DATA PROVIDED
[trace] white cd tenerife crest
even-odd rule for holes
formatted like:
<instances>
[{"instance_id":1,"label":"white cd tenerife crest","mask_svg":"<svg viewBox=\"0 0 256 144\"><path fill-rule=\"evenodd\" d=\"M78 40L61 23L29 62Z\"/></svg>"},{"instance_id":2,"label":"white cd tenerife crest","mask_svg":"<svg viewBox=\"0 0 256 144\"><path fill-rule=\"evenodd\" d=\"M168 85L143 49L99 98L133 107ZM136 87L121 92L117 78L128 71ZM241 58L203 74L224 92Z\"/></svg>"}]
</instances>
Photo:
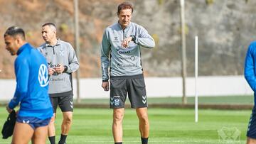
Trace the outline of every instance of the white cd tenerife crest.
<instances>
[{"instance_id":1,"label":"white cd tenerife crest","mask_svg":"<svg viewBox=\"0 0 256 144\"><path fill-rule=\"evenodd\" d=\"M46 65L42 64L40 65L38 72L38 81L40 86L44 87L49 83L48 76L48 68Z\"/></svg>"}]
</instances>

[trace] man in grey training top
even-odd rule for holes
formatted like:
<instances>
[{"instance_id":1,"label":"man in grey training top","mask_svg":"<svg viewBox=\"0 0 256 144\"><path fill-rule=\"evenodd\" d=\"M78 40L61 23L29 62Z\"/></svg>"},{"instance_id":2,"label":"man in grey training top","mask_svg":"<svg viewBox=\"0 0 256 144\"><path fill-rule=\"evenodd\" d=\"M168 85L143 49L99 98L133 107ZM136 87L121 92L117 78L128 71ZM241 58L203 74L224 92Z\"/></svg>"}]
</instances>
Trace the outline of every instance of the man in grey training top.
<instances>
[{"instance_id":1,"label":"man in grey training top","mask_svg":"<svg viewBox=\"0 0 256 144\"><path fill-rule=\"evenodd\" d=\"M102 87L109 90L110 67L110 108L113 109L112 133L115 144L122 143L122 120L128 93L132 108L139 120L142 144L148 142L149 123L141 50L154 48L152 37L142 26L131 22L133 6L124 2L118 6L117 23L107 27L101 46Z\"/></svg>"},{"instance_id":2,"label":"man in grey training top","mask_svg":"<svg viewBox=\"0 0 256 144\"><path fill-rule=\"evenodd\" d=\"M48 64L48 93L54 109L48 126L49 140L51 144L55 143L54 121L58 105L63 116L58 143L65 143L72 123L73 109L71 74L78 69L79 63L72 45L56 37L54 23L46 23L42 26L42 36L46 43L38 48L38 50L45 56Z\"/></svg>"}]
</instances>

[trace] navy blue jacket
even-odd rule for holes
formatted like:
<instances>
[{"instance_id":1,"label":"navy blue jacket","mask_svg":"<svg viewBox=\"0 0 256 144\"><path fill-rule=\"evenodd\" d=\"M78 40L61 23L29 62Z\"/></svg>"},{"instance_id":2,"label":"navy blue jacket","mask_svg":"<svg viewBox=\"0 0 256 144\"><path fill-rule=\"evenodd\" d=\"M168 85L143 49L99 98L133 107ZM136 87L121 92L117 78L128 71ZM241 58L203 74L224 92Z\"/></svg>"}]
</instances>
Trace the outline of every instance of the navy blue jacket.
<instances>
[{"instance_id":1,"label":"navy blue jacket","mask_svg":"<svg viewBox=\"0 0 256 144\"><path fill-rule=\"evenodd\" d=\"M14 109L19 103L20 116L46 119L53 116L53 107L48 94L48 75L46 60L30 44L18 52L15 60L16 88L9 104Z\"/></svg>"}]
</instances>

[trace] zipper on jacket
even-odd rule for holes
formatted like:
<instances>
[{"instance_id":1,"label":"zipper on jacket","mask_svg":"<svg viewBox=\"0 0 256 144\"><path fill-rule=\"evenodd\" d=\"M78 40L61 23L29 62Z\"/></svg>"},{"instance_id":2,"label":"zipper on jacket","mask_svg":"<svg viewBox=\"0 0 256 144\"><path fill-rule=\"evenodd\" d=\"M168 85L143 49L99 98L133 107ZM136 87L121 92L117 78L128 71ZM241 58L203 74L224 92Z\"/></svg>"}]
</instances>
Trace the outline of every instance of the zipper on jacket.
<instances>
[{"instance_id":1,"label":"zipper on jacket","mask_svg":"<svg viewBox=\"0 0 256 144\"><path fill-rule=\"evenodd\" d=\"M123 30L123 40L124 40L124 30Z\"/></svg>"},{"instance_id":2,"label":"zipper on jacket","mask_svg":"<svg viewBox=\"0 0 256 144\"><path fill-rule=\"evenodd\" d=\"M53 55L55 55L54 47L55 47L55 46L53 46Z\"/></svg>"}]
</instances>

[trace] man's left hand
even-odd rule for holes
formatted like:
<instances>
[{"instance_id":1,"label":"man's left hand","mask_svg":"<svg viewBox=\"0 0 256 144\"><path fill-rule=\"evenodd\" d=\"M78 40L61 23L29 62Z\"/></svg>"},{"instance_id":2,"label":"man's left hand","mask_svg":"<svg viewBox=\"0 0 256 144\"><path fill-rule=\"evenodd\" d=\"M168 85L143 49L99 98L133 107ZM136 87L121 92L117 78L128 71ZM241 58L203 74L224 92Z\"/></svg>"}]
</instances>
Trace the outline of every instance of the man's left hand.
<instances>
[{"instance_id":1,"label":"man's left hand","mask_svg":"<svg viewBox=\"0 0 256 144\"><path fill-rule=\"evenodd\" d=\"M131 36L129 37L129 38L125 38L125 39L122 42L121 45L122 45L123 48L127 48L127 47L128 47L128 44L129 44L129 42L132 41L132 38Z\"/></svg>"},{"instance_id":2,"label":"man's left hand","mask_svg":"<svg viewBox=\"0 0 256 144\"><path fill-rule=\"evenodd\" d=\"M9 113L11 113L12 111L14 111L13 109L11 109L8 106L6 106L6 111L9 112Z\"/></svg>"}]
</instances>

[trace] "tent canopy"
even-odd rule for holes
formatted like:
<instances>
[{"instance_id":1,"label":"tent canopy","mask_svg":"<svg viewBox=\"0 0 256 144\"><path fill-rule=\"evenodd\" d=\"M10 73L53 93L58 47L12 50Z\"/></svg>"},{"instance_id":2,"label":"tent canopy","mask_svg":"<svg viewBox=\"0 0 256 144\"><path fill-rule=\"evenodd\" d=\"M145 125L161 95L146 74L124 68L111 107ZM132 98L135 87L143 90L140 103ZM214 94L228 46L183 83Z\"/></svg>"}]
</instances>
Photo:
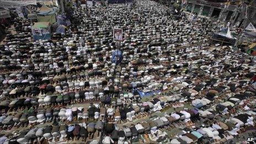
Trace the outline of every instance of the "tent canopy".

SET EXERCISE
Swap "outline" for "contour" in the lines from the one containing "[trace] zipper on jacket" through the end of the entries, and give only those lines back with nothing else changed. Leave the pictures out of your answer.

FINISHED ANSWER
[trace] zipper on jacket
even-odd rule for holes
formatted like:
<instances>
[{"instance_id":1,"label":"zipper on jacket","mask_svg":"<svg viewBox=\"0 0 256 144\"><path fill-rule=\"evenodd\" d=\"M78 40L61 23L29 62Z\"/></svg>"},{"instance_id":2,"label":"zipper on jacket","mask_svg":"<svg viewBox=\"0 0 256 144\"><path fill-rule=\"evenodd\" d=\"M168 85L143 49L99 98L133 107ZM136 87L121 92L117 78L128 71ZM241 58L203 74L224 92Z\"/></svg>"}]
</instances>
Trace the contour of every instance of the zipper on jacket.
<instances>
[{"instance_id":1,"label":"zipper on jacket","mask_svg":"<svg viewBox=\"0 0 256 144\"><path fill-rule=\"evenodd\" d=\"M123 30L123 40L124 40L124 30Z\"/></svg>"},{"instance_id":2,"label":"zipper on jacket","mask_svg":"<svg viewBox=\"0 0 256 144\"><path fill-rule=\"evenodd\" d=\"M53 55L55 55L54 47L55 47L55 46L53 46Z\"/></svg>"}]
</instances>

[trace] man's left hand
even-odd rule for holes
formatted like:
<instances>
[{"instance_id":1,"label":"man's left hand","mask_svg":"<svg viewBox=\"0 0 256 144\"><path fill-rule=\"evenodd\" d=\"M78 40L61 23L29 62Z\"/></svg>"},{"instance_id":2,"label":"man's left hand","mask_svg":"<svg viewBox=\"0 0 256 144\"><path fill-rule=\"evenodd\" d=\"M168 85L143 49L99 98L133 107ZM136 87L121 92L117 78L128 71ZM241 58L203 74L224 92Z\"/></svg>"}]
</instances>
Trace the contour of every instance of the man's left hand.
<instances>
[{"instance_id":1,"label":"man's left hand","mask_svg":"<svg viewBox=\"0 0 256 144\"><path fill-rule=\"evenodd\" d=\"M131 36L129 37L129 38L125 38L125 39L122 42L121 45L122 45L123 48L127 48L127 47L128 47L128 44L129 44L129 42L132 41L132 38Z\"/></svg>"},{"instance_id":2,"label":"man's left hand","mask_svg":"<svg viewBox=\"0 0 256 144\"><path fill-rule=\"evenodd\" d=\"M9 113L11 113L12 111L14 111L13 109L11 109L8 106L6 106L6 111L9 112Z\"/></svg>"}]
</instances>

[trace] "tent canopy"
even-odd rule for holes
formatted like:
<instances>
[{"instance_id":1,"label":"tent canopy","mask_svg":"<svg viewBox=\"0 0 256 144\"><path fill-rule=\"evenodd\" d=\"M10 73L53 93L58 47L12 50Z\"/></svg>"},{"instance_id":2,"label":"tent canopy","mask_svg":"<svg viewBox=\"0 0 256 144\"><path fill-rule=\"evenodd\" d=\"M145 125L161 95L146 74L124 68L111 107ZM132 98L135 87L143 90L140 103ZM214 94L228 46L183 83Z\"/></svg>"}]
</instances>
Photo:
Trace the contour of every instance of the "tent canopy".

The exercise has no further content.